Your task
Write out again only the lines that run from the start of the entries to the line containing "Target: thin twig", both included.

Task material
● ● ●

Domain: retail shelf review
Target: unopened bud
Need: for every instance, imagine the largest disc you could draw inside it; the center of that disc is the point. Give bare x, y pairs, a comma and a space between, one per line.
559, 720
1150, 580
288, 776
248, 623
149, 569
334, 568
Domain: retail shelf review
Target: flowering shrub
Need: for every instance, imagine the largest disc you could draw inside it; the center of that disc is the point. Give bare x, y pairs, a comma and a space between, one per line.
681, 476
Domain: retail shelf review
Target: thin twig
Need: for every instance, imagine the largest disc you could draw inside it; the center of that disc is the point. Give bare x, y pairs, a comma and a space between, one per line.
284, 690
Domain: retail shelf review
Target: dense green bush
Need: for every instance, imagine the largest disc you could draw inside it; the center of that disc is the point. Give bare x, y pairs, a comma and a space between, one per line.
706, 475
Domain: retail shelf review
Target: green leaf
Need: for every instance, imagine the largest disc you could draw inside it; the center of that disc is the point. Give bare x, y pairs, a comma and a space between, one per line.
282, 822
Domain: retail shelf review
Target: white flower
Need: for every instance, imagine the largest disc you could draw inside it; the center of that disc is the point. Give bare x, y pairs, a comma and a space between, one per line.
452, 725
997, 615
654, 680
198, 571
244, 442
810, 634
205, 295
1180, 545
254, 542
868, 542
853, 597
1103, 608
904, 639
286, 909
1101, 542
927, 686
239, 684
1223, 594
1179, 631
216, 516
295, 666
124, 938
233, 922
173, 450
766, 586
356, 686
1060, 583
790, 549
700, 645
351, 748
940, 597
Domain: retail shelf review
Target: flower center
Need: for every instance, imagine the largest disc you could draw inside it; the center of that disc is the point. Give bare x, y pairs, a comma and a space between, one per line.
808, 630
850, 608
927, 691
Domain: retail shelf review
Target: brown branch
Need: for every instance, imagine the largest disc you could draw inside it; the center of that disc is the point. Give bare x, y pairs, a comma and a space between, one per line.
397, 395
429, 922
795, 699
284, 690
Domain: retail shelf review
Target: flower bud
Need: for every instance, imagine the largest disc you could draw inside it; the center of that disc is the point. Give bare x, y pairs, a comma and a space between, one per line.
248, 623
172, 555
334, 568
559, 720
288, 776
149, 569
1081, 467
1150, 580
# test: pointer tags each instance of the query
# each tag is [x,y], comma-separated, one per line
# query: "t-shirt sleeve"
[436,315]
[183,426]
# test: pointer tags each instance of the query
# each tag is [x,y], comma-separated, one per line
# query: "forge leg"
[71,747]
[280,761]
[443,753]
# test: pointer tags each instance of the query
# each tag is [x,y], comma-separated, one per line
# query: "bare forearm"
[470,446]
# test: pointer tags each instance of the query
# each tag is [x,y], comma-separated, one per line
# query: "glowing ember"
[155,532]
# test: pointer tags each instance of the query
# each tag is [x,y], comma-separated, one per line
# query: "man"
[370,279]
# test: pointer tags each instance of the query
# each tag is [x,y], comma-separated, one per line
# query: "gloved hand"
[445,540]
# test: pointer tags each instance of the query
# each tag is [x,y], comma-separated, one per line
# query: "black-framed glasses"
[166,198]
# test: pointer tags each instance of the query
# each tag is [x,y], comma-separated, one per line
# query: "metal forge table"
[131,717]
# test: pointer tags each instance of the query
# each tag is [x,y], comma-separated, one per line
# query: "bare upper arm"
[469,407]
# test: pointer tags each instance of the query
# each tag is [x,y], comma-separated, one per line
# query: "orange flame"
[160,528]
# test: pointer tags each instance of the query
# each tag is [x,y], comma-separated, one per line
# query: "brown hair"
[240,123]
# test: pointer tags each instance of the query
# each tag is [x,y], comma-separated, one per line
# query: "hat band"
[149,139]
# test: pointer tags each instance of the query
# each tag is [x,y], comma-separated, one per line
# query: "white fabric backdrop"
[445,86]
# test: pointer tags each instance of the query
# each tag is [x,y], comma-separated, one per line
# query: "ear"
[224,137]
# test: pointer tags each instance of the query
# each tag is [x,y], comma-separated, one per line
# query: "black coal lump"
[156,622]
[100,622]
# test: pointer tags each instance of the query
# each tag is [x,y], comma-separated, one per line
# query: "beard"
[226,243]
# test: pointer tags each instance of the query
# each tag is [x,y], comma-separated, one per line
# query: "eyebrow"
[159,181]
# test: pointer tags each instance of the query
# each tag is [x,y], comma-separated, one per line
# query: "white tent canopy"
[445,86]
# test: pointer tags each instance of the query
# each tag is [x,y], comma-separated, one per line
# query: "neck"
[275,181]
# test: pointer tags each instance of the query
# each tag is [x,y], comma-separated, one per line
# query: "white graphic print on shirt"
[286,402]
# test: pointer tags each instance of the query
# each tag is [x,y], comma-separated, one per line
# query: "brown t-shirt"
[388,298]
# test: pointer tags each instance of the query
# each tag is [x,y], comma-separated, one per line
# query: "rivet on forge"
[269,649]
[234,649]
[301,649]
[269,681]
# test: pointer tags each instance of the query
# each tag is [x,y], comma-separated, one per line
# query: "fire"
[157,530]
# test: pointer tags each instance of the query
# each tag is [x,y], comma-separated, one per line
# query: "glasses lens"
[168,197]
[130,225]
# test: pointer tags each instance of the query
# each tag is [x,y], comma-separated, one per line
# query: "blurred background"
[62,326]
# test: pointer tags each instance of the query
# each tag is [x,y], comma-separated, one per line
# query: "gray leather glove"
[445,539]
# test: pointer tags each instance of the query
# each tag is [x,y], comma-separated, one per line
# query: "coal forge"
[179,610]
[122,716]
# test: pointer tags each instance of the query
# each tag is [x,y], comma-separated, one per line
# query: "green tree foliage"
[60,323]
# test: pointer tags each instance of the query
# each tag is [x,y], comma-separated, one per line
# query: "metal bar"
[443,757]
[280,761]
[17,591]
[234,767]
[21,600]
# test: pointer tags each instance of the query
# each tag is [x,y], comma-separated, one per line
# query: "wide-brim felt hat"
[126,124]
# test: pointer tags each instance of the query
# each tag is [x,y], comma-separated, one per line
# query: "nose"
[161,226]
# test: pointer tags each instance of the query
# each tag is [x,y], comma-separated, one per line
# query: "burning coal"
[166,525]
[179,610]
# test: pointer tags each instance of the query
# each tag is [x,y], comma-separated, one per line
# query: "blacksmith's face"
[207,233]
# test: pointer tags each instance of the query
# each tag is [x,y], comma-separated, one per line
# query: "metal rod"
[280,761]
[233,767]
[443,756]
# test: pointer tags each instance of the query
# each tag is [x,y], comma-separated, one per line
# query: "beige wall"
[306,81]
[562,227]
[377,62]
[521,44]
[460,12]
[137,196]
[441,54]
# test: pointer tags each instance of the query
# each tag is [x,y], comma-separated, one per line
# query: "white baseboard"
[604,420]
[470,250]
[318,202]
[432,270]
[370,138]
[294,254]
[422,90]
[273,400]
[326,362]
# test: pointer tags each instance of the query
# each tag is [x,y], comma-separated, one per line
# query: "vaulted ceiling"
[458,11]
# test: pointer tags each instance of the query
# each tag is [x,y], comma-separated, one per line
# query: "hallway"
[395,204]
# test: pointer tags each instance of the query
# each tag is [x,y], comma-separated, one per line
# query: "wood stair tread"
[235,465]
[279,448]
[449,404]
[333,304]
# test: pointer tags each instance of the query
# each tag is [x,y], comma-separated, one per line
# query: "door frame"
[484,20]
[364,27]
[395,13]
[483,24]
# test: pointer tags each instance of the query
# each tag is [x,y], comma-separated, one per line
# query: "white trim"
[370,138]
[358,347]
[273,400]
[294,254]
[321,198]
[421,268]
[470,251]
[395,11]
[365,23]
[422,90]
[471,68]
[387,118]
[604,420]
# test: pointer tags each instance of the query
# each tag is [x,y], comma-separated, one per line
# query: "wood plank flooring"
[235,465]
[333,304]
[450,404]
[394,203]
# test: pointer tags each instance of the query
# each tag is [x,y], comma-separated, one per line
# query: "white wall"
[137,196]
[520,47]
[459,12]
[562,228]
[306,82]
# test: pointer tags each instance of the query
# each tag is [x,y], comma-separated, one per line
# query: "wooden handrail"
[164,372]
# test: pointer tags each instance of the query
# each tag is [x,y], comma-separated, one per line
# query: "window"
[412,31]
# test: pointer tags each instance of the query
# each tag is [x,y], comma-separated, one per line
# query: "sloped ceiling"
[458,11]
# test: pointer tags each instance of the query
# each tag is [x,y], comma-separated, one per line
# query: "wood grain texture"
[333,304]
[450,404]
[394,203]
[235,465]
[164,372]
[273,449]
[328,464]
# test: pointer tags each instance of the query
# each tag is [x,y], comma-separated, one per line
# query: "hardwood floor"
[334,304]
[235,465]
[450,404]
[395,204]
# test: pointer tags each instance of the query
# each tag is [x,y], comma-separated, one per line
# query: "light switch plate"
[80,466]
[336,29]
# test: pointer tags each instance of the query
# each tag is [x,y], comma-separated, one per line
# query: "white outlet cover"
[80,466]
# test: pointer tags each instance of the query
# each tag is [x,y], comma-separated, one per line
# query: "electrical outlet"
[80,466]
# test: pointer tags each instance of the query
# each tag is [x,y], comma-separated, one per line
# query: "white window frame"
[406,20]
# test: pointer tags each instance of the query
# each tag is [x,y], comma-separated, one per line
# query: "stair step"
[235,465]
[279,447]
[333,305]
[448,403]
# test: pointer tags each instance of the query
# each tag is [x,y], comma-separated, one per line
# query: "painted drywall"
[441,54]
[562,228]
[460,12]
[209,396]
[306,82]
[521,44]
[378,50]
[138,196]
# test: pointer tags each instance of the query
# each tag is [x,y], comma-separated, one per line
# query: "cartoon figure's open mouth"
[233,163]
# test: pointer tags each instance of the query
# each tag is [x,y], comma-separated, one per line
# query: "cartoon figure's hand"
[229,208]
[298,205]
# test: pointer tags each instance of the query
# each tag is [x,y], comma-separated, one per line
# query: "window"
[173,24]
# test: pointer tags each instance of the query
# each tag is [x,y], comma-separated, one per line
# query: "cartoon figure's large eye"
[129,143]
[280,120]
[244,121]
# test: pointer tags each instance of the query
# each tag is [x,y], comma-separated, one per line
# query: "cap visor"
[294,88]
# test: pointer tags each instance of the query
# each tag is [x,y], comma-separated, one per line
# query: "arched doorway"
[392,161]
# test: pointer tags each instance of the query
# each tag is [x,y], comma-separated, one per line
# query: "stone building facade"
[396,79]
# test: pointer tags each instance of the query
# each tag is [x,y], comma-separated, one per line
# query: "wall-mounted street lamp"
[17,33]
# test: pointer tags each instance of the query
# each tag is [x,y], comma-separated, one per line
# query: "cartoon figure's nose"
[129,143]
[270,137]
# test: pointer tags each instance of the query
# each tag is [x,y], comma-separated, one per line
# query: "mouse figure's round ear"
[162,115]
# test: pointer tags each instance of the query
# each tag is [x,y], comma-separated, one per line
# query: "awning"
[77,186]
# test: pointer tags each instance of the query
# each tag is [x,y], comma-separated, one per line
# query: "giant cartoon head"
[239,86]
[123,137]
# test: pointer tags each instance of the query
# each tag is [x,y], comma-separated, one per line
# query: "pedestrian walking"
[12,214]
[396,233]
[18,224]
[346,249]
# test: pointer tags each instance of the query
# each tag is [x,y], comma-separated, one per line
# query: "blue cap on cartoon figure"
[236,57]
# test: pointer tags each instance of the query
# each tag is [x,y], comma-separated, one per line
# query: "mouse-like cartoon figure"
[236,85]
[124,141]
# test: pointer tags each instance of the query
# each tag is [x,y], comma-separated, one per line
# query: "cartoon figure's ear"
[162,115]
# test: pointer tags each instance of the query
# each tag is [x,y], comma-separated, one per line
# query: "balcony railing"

● ● ●

Response area
Domain: retail shelf review
Target: unopened bud
Need: for every instance, imagine the largest disc you could draw inside it; the center of that disc is the point. Give bare x, y pairs, a comma and a space between, one per line.
559, 720
1150, 580
288, 776
248, 623
149, 569
334, 568
Domain: retail shelf review
Target: flowering shrub
Need: for every instance, imagine the largest disc you could draw inside it; the center of that disc is the point. Give bare x, y pairs, a comma and a space between, one per line.
681, 476
Domain: retail shelf review
Target: thin twig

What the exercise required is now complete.